(Stored data)
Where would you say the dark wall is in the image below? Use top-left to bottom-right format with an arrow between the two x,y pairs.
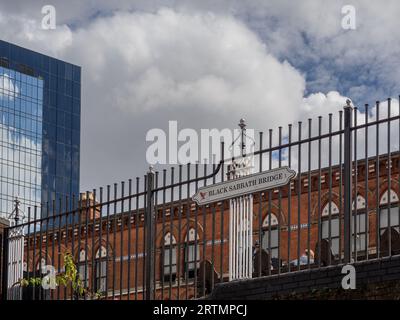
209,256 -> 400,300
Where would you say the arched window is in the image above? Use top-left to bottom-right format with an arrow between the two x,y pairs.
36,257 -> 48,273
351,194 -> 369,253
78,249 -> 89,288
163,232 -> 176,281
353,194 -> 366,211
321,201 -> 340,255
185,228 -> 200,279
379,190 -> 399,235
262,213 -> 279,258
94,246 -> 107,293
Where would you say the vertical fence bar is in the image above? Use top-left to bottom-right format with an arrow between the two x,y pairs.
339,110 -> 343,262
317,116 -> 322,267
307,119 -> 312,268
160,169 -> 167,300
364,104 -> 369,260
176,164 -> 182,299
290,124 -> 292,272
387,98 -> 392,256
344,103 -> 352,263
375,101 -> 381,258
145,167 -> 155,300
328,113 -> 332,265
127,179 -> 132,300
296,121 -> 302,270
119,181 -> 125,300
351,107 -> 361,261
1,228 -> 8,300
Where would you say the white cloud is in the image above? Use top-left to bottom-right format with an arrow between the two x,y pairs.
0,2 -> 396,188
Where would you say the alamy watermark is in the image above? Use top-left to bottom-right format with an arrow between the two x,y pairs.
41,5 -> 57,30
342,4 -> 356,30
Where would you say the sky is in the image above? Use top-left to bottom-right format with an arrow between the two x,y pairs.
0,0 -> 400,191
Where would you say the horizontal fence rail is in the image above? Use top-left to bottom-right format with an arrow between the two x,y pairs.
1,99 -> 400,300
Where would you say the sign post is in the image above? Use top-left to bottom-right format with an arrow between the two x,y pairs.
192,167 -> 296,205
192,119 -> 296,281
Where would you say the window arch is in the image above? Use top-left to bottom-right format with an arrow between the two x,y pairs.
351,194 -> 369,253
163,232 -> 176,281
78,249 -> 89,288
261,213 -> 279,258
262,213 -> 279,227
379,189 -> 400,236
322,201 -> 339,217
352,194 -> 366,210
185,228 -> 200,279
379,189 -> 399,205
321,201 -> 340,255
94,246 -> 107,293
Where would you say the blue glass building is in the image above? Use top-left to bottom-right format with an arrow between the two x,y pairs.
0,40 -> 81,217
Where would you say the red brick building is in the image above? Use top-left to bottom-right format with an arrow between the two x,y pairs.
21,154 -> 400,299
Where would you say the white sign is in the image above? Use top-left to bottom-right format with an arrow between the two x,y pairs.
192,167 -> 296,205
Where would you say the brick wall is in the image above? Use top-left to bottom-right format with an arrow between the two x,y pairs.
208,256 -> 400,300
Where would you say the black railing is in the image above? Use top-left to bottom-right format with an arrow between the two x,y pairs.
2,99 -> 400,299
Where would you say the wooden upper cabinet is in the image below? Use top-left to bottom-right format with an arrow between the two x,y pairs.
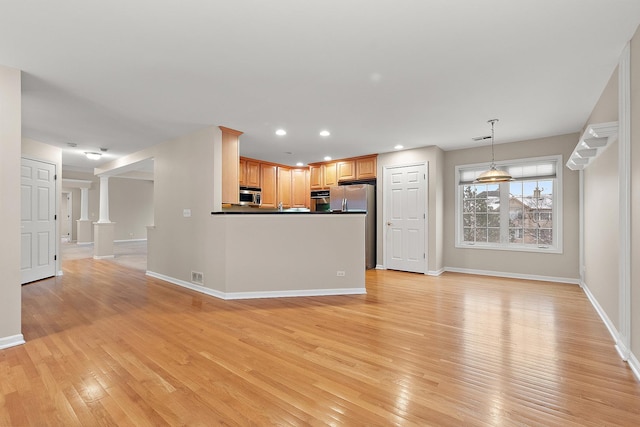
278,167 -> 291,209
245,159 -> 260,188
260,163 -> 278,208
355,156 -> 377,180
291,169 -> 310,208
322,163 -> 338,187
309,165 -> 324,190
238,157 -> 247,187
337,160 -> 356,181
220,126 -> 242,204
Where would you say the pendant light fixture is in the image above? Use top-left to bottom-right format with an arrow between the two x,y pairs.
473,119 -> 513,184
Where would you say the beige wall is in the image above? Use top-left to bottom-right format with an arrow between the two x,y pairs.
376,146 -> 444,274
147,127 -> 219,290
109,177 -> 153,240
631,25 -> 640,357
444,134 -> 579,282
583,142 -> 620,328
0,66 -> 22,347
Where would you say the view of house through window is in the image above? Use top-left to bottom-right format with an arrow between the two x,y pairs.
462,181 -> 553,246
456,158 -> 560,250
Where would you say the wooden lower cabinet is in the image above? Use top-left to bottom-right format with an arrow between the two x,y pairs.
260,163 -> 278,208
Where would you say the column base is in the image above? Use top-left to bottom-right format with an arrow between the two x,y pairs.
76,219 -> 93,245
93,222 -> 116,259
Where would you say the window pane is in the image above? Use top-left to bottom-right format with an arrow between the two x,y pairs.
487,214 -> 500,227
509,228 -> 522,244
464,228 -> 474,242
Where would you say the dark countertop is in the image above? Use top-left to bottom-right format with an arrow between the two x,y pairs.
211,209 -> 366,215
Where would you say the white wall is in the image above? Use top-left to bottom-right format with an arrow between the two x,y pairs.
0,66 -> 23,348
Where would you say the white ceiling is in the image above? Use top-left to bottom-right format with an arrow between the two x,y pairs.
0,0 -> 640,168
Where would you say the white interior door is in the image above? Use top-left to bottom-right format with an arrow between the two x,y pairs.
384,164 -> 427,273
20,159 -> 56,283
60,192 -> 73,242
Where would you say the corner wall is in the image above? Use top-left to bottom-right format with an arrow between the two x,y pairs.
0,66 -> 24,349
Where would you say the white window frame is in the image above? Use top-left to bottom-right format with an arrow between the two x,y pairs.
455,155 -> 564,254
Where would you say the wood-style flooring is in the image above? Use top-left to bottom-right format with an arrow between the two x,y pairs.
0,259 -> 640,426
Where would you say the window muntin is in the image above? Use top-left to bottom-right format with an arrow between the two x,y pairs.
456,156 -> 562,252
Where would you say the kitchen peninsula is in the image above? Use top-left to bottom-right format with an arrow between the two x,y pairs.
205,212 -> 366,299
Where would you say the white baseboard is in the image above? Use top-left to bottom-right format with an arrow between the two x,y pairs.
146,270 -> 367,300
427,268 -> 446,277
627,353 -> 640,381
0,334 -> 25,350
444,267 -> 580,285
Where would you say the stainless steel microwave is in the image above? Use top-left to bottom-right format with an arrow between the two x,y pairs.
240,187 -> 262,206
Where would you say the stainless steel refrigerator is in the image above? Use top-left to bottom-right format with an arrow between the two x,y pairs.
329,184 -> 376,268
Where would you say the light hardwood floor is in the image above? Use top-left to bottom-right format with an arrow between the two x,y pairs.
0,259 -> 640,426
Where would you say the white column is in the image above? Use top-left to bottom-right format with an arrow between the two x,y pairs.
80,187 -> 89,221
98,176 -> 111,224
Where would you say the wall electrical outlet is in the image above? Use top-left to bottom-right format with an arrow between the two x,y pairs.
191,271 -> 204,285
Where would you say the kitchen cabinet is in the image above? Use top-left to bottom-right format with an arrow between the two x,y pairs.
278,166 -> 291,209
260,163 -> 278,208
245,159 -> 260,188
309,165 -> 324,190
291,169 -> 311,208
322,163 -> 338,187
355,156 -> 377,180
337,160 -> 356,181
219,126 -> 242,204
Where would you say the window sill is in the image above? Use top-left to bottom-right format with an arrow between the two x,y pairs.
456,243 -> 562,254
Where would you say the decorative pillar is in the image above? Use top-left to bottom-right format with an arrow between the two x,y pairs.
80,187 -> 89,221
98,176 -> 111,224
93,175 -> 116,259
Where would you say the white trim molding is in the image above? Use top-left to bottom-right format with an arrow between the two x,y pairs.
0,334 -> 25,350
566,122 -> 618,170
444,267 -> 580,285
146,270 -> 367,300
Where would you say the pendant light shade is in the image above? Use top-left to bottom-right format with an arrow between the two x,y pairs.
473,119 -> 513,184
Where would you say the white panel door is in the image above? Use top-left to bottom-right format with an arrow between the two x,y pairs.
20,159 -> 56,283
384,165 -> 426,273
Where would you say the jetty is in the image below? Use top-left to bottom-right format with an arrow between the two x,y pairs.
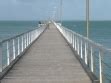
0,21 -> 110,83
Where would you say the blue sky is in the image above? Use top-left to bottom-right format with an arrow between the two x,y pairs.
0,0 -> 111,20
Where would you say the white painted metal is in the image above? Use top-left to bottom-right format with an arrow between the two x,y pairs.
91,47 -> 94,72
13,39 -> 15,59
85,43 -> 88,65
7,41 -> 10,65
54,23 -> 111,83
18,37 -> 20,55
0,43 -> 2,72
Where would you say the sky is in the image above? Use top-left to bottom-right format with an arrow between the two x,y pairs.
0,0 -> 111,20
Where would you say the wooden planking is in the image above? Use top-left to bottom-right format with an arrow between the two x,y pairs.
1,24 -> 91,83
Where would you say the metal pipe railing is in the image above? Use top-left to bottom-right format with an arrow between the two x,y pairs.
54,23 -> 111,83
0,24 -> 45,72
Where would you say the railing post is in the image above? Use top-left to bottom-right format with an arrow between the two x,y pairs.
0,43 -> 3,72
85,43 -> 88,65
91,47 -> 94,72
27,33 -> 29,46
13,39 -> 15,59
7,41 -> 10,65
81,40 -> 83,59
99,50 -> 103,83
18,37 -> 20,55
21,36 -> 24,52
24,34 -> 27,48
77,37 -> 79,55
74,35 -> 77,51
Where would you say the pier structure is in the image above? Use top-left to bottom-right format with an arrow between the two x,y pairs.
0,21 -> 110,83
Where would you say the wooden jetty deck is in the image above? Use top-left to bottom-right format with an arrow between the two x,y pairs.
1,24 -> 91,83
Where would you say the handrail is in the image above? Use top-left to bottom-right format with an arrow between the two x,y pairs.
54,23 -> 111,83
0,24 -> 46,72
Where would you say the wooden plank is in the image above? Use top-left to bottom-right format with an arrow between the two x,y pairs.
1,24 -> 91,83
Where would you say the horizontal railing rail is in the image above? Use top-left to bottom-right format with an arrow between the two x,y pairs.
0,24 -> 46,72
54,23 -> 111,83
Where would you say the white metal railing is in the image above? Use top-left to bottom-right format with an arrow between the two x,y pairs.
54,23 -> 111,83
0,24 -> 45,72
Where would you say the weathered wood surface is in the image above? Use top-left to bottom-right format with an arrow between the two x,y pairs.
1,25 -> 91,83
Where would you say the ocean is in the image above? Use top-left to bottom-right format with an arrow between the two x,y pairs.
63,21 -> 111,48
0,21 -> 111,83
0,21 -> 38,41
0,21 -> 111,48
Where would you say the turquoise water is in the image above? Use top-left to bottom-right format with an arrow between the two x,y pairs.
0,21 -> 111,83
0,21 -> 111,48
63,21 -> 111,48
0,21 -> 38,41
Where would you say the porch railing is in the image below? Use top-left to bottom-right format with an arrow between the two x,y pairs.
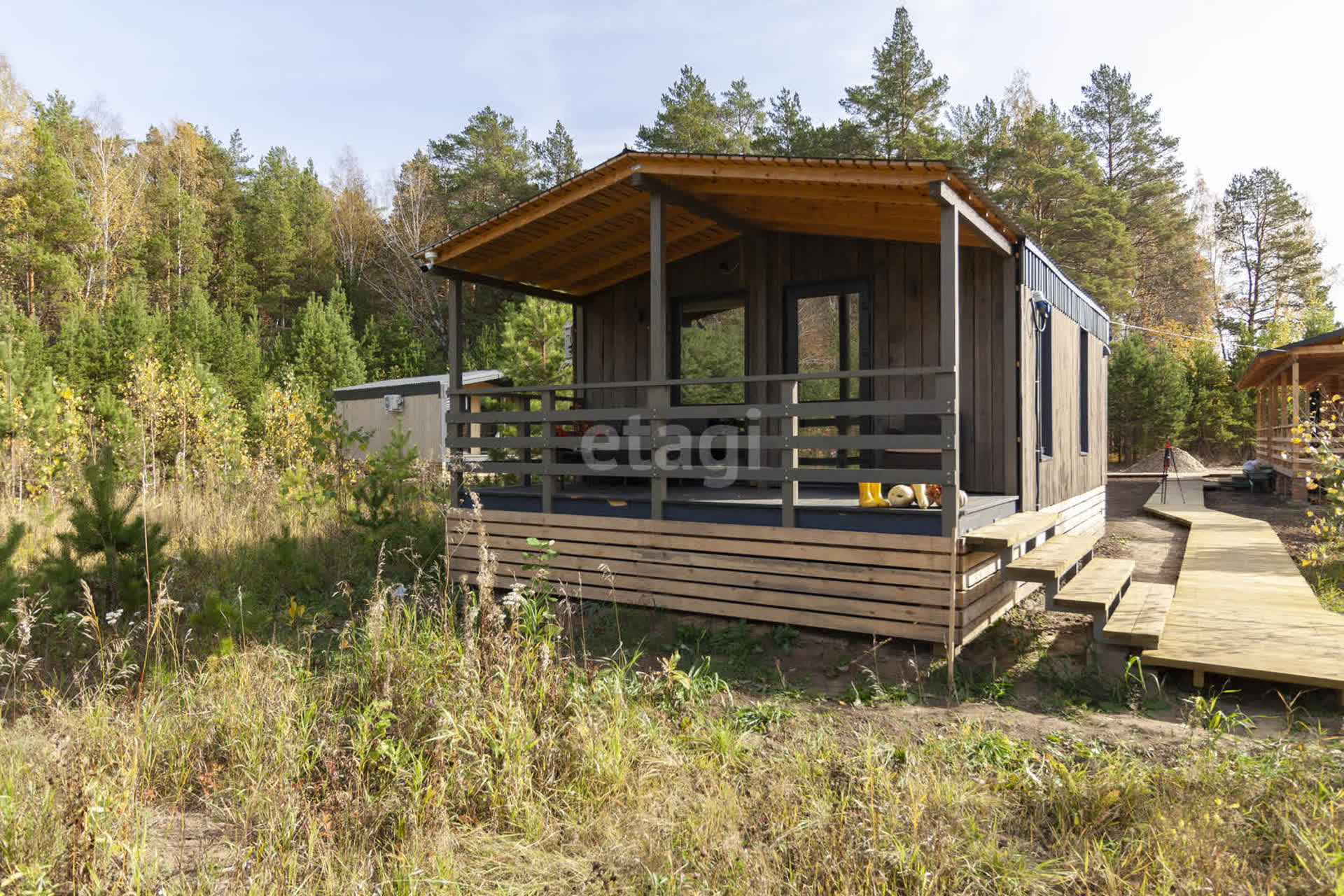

**Objective:** Please write out the data verbatim from the line containing "Where would you say the black" through the line containing "0,0 -> 640,168", including both of those lines. Leave the pictures out.

**In response:**
Where would you say the black railing is in the image above? Use top-left to bottom-right format with an arrow between the two x,y pairs.
2,99 -> 400,299
Where would you say the wooden upper cabinet is in the image below? Use top-left to bottom-right format with an arrow between the two x,y pairs.
278,167 -> 291,209
245,159 -> 260,188
260,163 -> 278,208
355,156 -> 377,180
291,169 -> 310,208
322,163 -> 338,187
309,165 -> 324,190
238,157 -> 247,187
337,160 -> 356,181
220,126 -> 242,204
Where would you say the pendant light fixture is in the image above? Use top-left to bottom-right format with an arrow between the two x,y pairs.
473,119 -> 513,184
Where would you say the beige wall is in the image above? Use top-left to bottom-right format with an arrow between the two x,y pairs.
376,146 -> 444,274
147,127 -> 219,290
109,177 -> 153,240
631,25 -> 640,357
444,134 -> 579,282
583,142 -> 620,328
0,66 -> 22,347
Where would you say the view of house through window is in the image above? Use top-left to bottom-right format with an arrow between the two x,y pairs.
462,181 -> 553,246
456,158 -> 560,250
Where would you say the wooden lower cabinet is in the image above? Use top-left to bottom-right format with an arrow between the two x,y pairs.
260,163 -> 278,208
Where would you say the column base is in the image above? Use top-left to bottom-right format with an arrow between the two x,y pairs.
76,219 -> 93,245
93,222 -> 116,259
Where would you say the window pane is in the image above? Use top-left to bottom-right format with an arrow between the two x,y pairs.
487,214 -> 500,227
509,228 -> 522,244
464,228 -> 474,242
Where would you say the dark countertop is in the image above? Use top-left to bottom-right format with an arrow between the two x,y pairs.
211,209 -> 366,215
Where would you say the white wall is in the image above? Use top-left to bottom-right format with an arrow between the two x,y pairs.
0,66 -> 23,348
Where would you say the white ceiling is in the image above? Use top-left to bottom-right format with an arrow between the two x,y pairs.
0,0 -> 640,168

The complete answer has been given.